REQUIREMENT:
Could you update the part of the forum discussion on sabotage that opens with the words containing "Companies playing around" and closes with "convenient for sabotage.", writing it out again with "developers" in place of "engineers"?

TEXT EXTRACT:
• • •
Companies playing around with current generation AI to boost next quarter’s stocks will hit plenty of “find out” soon enough, with nothing beyond the natural consequences of ignoring their own engineers advice.
All that to say - if we see what looks like sabotage, it may well just be the natural consequences of stupidity.
Cocodapuf@lemmy.world 4 days ago
Well it’s hard to do without leaving a very clear trail. I assume most engineers want to keep their job and their income.
But programmers tend to use some form of a “versioning” system like git. This will record everyone’s changes to the codebase, when a change was made, what was changed, who changed it. And it allows you to go back and revert changes if something important broke. Very convenient for programmers, less convenient for sabotage.
LastYearsIrritant@sopuli.xyz 3 days ago
bleepingcomputer.com/…/developer-guilty-of-using-…
10 years in jail is what’s stopping them.
It’s REALLY hard to create a dead man’s switch that works, but also leaves no trace. Even if you delete the script after it executes, there’s probably backups or logs that show what happened.
Regrettable_incident@lemmy.world 4 days ago
From what I hear, people try stuff like this all the time, stuff like putting a bit of code on your employer’s system that’ll erase important files if you get shit canned and no longer appear on the payroll. It’s why a lot of companies no longer give notice when ppl are fired, just have security walk them out. And unfortunately this stuff is often traceable, which means they’re risking quite serious prosecution.
• • •
[Records from a point-labeling set]
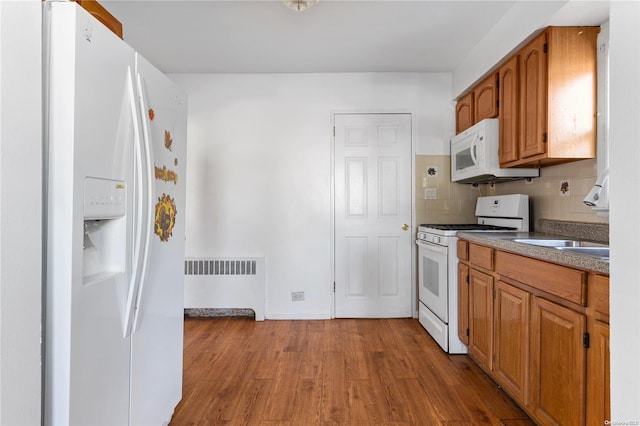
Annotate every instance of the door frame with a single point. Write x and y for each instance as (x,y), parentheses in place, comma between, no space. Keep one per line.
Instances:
(413,226)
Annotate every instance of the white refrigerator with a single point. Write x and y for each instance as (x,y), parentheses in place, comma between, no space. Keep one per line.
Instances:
(116,153)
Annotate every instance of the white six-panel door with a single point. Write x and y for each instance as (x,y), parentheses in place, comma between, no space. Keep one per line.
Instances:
(373,215)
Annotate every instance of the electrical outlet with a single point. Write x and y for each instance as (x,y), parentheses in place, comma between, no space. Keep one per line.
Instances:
(297,296)
(431,193)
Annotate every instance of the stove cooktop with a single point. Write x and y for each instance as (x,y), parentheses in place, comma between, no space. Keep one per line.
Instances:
(467,227)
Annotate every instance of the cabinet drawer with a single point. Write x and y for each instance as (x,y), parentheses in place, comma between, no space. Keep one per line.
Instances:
(463,250)
(569,284)
(599,294)
(481,256)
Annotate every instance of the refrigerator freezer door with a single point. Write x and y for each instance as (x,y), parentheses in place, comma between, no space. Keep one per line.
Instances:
(158,326)
(91,129)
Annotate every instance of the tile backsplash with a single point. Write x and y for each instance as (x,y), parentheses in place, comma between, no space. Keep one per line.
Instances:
(557,194)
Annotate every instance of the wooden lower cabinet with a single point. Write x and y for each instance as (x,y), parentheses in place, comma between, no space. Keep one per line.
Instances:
(540,330)
(481,317)
(598,391)
(558,364)
(463,303)
(511,339)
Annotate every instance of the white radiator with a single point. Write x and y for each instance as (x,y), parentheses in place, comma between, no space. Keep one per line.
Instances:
(225,283)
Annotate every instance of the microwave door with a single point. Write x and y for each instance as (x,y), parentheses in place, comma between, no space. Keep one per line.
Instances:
(466,154)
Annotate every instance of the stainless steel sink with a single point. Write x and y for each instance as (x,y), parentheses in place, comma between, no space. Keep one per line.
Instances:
(591,251)
(573,246)
(558,243)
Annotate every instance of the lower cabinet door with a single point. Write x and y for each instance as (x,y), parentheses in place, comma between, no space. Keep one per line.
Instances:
(481,317)
(558,360)
(463,303)
(511,340)
(598,394)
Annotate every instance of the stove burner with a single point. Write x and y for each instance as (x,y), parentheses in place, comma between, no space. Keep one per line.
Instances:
(467,227)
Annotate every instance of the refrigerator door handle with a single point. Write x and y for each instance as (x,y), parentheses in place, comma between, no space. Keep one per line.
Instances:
(148,222)
(137,215)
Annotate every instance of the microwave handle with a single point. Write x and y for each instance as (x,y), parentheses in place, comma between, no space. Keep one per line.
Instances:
(473,148)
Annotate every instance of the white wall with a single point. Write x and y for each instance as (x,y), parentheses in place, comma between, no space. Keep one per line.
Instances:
(20,212)
(259,167)
(624,158)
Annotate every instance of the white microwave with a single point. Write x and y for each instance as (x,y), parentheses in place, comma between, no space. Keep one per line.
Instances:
(474,156)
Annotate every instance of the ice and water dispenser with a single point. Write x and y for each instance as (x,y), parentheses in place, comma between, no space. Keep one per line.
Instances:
(105,229)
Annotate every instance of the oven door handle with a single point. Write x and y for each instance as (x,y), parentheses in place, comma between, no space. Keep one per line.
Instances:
(432,247)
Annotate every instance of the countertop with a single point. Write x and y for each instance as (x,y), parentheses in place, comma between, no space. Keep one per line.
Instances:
(504,241)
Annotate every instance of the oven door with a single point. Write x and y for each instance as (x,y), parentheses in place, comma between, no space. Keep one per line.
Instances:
(433,278)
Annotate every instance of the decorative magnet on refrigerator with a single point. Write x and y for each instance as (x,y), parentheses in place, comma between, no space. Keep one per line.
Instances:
(167,140)
(165,217)
(165,174)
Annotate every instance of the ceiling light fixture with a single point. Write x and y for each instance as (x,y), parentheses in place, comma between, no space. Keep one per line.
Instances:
(300,5)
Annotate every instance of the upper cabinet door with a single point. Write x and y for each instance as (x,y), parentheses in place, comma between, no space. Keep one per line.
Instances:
(464,113)
(486,98)
(508,114)
(533,97)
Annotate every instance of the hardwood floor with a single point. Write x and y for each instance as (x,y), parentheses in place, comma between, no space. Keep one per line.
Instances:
(336,372)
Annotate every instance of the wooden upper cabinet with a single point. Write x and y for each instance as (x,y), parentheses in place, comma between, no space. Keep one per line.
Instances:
(478,104)
(509,107)
(533,98)
(464,113)
(544,97)
(557,98)
(485,98)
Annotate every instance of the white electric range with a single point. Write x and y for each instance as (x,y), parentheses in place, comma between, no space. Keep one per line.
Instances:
(438,263)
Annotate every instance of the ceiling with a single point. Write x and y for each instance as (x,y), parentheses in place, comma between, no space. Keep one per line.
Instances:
(264,36)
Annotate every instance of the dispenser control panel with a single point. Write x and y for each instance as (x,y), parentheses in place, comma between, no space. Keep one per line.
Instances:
(104,198)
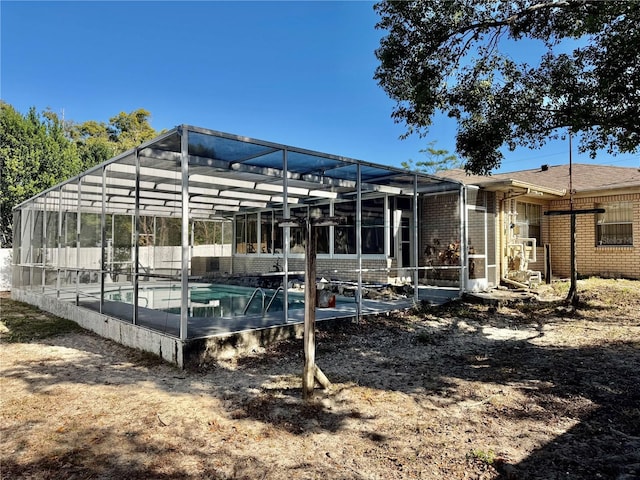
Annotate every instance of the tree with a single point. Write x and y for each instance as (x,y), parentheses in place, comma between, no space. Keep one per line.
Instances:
(99,141)
(38,151)
(128,130)
(35,154)
(445,55)
(437,160)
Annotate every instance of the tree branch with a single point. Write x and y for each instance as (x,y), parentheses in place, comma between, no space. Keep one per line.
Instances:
(509,20)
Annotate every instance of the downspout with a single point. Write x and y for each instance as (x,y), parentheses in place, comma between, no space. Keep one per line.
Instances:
(184,300)
(416,250)
(359,241)
(463,238)
(285,234)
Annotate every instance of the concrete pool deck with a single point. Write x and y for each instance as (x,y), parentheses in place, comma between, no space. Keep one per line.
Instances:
(209,338)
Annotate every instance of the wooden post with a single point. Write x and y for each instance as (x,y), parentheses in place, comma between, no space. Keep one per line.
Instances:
(311,371)
(572,296)
(308,376)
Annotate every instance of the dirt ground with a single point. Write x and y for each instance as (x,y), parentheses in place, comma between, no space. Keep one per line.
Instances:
(466,391)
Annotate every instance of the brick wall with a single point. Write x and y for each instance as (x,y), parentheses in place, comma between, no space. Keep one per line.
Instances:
(592,260)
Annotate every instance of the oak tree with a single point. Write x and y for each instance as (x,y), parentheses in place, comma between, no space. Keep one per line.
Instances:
(452,56)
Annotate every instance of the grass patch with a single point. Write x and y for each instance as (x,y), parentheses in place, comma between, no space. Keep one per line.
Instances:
(23,323)
(487,457)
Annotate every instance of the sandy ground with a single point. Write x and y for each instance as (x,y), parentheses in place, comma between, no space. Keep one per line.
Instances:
(527,391)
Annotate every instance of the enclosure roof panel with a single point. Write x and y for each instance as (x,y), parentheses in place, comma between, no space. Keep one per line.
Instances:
(231,173)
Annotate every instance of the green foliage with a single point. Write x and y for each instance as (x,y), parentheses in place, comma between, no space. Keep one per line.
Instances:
(99,141)
(35,154)
(487,457)
(437,160)
(445,55)
(38,151)
(23,323)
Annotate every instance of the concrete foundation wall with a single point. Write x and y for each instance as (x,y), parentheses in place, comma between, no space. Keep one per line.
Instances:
(168,348)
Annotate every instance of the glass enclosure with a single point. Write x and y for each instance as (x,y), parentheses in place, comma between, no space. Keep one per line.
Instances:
(197,225)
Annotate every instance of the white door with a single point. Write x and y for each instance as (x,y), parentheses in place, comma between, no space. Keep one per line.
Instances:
(476,271)
(404,247)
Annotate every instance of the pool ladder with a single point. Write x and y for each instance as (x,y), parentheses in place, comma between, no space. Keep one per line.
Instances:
(263,297)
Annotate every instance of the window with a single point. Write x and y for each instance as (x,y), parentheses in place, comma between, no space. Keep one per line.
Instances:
(373,226)
(615,225)
(247,233)
(345,234)
(266,232)
(297,240)
(528,221)
(322,233)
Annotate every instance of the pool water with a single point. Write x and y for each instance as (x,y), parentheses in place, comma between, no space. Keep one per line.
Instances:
(210,300)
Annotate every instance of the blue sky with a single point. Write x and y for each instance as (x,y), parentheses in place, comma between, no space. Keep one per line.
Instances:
(298,73)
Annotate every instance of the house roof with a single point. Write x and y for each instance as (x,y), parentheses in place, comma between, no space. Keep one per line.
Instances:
(554,180)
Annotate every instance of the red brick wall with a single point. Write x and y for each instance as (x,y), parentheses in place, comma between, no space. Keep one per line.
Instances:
(592,260)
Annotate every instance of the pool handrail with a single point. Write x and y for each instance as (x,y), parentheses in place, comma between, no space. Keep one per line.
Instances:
(273,297)
(255,292)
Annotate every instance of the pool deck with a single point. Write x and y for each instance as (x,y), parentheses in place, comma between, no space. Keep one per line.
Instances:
(204,327)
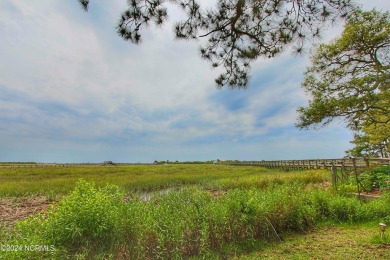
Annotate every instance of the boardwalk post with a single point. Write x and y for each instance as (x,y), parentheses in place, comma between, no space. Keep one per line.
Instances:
(357,179)
(333,172)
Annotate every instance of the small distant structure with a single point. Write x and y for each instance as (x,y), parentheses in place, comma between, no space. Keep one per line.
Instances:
(108,163)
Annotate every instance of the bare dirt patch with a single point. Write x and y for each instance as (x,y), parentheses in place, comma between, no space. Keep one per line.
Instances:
(14,209)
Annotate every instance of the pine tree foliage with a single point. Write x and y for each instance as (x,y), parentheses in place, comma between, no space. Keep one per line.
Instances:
(350,77)
(237,31)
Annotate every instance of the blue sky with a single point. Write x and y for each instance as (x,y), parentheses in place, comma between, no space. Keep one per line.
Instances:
(71,90)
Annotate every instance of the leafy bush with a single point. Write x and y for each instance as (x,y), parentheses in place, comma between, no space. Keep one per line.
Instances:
(93,222)
(376,179)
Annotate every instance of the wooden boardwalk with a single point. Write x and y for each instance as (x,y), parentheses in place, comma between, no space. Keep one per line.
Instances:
(344,163)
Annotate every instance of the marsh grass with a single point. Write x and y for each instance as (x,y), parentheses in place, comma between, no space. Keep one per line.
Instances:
(95,222)
(55,182)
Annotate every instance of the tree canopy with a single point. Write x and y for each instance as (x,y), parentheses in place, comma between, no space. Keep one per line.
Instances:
(237,31)
(349,79)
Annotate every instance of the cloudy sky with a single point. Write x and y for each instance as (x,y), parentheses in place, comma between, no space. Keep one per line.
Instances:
(71,90)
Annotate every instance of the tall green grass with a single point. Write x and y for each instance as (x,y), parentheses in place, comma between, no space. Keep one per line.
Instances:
(52,181)
(99,222)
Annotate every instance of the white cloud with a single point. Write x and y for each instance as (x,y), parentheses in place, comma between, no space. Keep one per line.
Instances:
(66,79)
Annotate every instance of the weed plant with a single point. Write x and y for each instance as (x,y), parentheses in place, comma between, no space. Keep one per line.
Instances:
(99,222)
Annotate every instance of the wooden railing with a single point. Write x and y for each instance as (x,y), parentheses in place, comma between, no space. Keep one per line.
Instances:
(345,163)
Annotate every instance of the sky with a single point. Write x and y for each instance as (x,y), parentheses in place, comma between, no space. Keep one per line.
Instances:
(71,90)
• • •
FULL SOLUTION:
Companies playing around with current generation AI to boost next quarter’s stocks will hit plenty of “find out” soon enough, with nothing beyond the natural consequences of ignoring their own developers advice.
All that to say - if we see what looks like sabotage, it may well just be the natural consequences of stupidity.
Cocodapuf@lemmy.world 4 days ago
Well it’s hard to do without leaving a very clear trail. I assume most developers want to keep their job and their income.
But programmers tend to use some form of a “versioning” system like git. This will record everyone’s changes to the codebase, when a change was made, what was changed, who changed it. And it allows you to go back and revert changes if something important broke. Very convenient for programmers, less convenient for sabotage.